ALICIA FENNELL: Text Analysis: Harry Potter

Harry Potter

The Harry Potter series, written by J.K. Rowling, is arguably one of the best book series in existence. In this project, I show the top 50 words used in books 1 and 7, use the AFINN lexicon to perform sentiment analysis on both books, and compare prevalence of gender in book 7. If I had more time, I would have loved to: find and compare the mean AFINN scores for all 7 books; choose a few specific words and graph how often they appear in the texts across the series (for example, “love,” “death,” “magic,” etc.); find the top most positive and most negative chapters across the series (with first guessing which those might be!); and more. I would’ve also loved to add some fun symbols, images, and fonts related to Harry Potter. Oh, how the time gets away from you in week 8 of winter quarter!

Special thanks to these two `harrypotter` packages:

Alejandro Jimenez Rico (2020). harrypotter: Palettes Generated from All “Harry Potter” Movies. R package version 2.1.1. https://CRAN.R-project.org/package=harrypotter

Bradley Boehmke (2021). harrypotter: Harry Potter Book Series. R package version 0.1.0. https://github.com/bradleyboehmke/harrypotter

Book citations:

Rowling, J K. Harry Potter and the Philosopher’s Stone. London: Bloomsbury Pub, 1997. Print.
———
## WHAT TO DO
• 1. In the Harry Potter text analysis, restate the paragraph beginning "The Harry Potter series, written by J.K. Rowling" as a short bulleted list that keeps its main facts.
• 2. Write the next part of the Harry Potter text analysis, starting after its final citation.
The lines after this point come from a different source.
———
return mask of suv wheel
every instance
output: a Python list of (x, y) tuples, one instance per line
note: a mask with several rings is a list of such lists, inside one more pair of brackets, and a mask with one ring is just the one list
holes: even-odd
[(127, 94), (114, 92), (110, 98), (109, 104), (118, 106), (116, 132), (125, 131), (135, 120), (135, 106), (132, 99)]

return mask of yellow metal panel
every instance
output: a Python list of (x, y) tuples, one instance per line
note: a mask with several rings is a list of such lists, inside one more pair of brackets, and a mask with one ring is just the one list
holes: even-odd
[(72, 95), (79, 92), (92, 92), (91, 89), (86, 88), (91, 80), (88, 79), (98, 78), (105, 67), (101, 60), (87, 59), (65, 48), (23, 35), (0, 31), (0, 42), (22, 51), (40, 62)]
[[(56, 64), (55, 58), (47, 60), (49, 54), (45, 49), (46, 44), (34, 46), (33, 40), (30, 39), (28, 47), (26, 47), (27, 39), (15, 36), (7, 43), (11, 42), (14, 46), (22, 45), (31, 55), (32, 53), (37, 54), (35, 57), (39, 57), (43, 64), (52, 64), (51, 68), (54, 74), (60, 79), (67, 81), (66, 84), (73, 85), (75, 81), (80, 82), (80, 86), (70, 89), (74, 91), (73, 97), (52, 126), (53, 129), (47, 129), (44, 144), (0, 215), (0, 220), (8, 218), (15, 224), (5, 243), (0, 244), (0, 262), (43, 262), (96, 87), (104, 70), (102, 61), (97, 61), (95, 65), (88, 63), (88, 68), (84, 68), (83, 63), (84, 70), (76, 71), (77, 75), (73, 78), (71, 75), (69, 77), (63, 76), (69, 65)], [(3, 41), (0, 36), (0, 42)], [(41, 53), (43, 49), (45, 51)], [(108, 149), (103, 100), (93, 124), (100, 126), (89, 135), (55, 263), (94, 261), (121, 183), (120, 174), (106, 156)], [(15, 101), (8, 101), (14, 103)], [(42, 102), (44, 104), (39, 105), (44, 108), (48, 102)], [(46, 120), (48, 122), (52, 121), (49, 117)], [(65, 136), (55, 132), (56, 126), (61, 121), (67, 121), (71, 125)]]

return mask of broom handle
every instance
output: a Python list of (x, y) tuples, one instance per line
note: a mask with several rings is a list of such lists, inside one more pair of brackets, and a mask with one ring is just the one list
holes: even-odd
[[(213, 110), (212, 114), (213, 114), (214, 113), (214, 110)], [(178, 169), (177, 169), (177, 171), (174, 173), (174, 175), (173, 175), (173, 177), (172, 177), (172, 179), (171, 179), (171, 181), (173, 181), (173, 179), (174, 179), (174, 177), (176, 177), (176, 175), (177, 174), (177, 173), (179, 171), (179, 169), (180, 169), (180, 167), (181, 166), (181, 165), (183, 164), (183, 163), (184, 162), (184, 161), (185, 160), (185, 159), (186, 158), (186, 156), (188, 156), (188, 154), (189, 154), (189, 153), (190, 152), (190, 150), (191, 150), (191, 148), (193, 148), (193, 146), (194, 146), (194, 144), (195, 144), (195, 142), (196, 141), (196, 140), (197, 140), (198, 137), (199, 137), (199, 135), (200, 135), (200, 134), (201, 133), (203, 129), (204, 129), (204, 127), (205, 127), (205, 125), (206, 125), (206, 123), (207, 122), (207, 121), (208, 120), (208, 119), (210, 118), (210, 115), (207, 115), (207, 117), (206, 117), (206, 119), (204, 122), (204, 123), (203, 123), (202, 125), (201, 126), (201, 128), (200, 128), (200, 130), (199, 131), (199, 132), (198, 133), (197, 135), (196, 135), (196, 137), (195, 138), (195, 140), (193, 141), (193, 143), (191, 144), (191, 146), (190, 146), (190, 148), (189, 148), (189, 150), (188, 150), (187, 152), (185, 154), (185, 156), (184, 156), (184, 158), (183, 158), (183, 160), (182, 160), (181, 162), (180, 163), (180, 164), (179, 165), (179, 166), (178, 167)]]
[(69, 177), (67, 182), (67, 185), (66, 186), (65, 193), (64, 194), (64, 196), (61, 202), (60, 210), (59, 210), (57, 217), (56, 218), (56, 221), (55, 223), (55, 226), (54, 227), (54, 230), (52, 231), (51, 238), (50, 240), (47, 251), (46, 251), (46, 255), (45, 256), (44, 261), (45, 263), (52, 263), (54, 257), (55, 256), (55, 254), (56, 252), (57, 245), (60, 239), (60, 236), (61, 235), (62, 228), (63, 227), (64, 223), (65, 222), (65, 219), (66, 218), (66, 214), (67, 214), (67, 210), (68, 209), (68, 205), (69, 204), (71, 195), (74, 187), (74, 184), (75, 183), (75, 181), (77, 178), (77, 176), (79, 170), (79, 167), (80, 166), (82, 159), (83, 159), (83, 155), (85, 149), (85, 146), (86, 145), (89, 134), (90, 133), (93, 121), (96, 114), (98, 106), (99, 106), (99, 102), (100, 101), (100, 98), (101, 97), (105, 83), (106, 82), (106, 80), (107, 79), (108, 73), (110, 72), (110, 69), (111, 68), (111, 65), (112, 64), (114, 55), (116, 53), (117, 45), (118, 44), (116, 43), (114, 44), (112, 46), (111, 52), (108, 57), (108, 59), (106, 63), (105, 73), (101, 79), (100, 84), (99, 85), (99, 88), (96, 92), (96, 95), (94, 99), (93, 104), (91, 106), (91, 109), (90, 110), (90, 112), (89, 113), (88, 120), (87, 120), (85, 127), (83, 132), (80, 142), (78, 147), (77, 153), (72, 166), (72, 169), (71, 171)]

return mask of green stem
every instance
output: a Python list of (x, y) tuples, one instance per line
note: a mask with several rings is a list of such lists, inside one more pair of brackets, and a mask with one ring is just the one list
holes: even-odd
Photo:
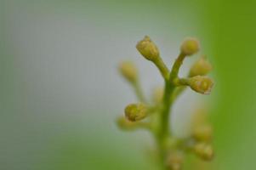
[(179, 68), (183, 63), (185, 55), (180, 54), (177, 60), (175, 60), (172, 71), (168, 76), (165, 78), (165, 90), (164, 96), (162, 99), (162, 109), (160, 113), (160, 122), (158, 128), (158, 133), (156, 136), (160, 158), (162, 165), (162, 168), (166, 169), (165, 161), (168, 154), (167, 148), (167, 141), (169, 138), (172, 138), (170, 130), (169, 130), (169, 116), (171, 111), (171, 107), (173, 104), (173, 100), (171, 96), (173, 95), (176, 84), (174, 83), (174, 80), (178, 77)]
[(153, 62), (158, 68), (164, 80), (168, 80), (169, 76), (169, 70), (162, 61), (162, 58), (158, 57), (157, 60), (154, 60)]
[(136, 81), (133, 83), (133, 86), (134, 86), (136, 96), (139, 99), (139, 100), (140, 102), (146, 103), (146, 99), (145, 99), (145, 95), (142, 92), (142, 88), (141, 88), (141, 86), (140, 86), (139, 82), (138, 81)]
———
## ANSWERS TO THE EXERCISE
• 1.
- The Harry Potter series, by J.K. Rowling, is called arguably one of the best book series in existence.
- The project shows the top 50 words in books 1 and 7.
- It uses the AFINN lexicon for sentiment analysis on both books.
- It compares how often each gender appears in book 7.
- Ideas left undone for lack of time:
  - comparing mean AFINN scores across all 7 books
  - graphing how often chosen words such as "love," "death," and "magic" appear across the series
  - finding the most positive and most negative chapters in the series, with guesses made first
  - adding Harry Potter symbols, images, and fonts
- Time ran short in week 8 of winter quarter.

• 2.
Rowling, J.K. Harry Potter and the Deathly Hallows. New York: Scholastic, 2007 Print.

Word Clouds

Code

## Book 1
## Import and wrangle text data using harrypotter package
## Write to csv so that I can then use the other harrypotter package 

# hp1 <- data.frame(philosophers_stone) %>% 
#   mutate(chapter = 1:17) %>% 
#   mutate(text_full = str_split(philosophers_stone, pattern = ' ')) %>%
#   unnest(philosophers_stone) %>% 
#   mutate(text_full = str_squish(text_full)) 
# 
# hp1 <- write_csv(hp1, here("hp1"))

hp1 <- read_csv("hp1")

unnested <- hp1 %>% 
  unnest_tokens(word, text_full) 

hp1_nostopwords <- unnested %>% 
  anti_join(stop_words) 

hp1_counts <- hp1_nostopwords %>% 
  count(chapter, word) %>% 
  arrange(-n)

top50_hp1 <- hp1_nostopwords %>% 
  count(word) %>% 
  arrange(-n) %>% 
  slice(1:50)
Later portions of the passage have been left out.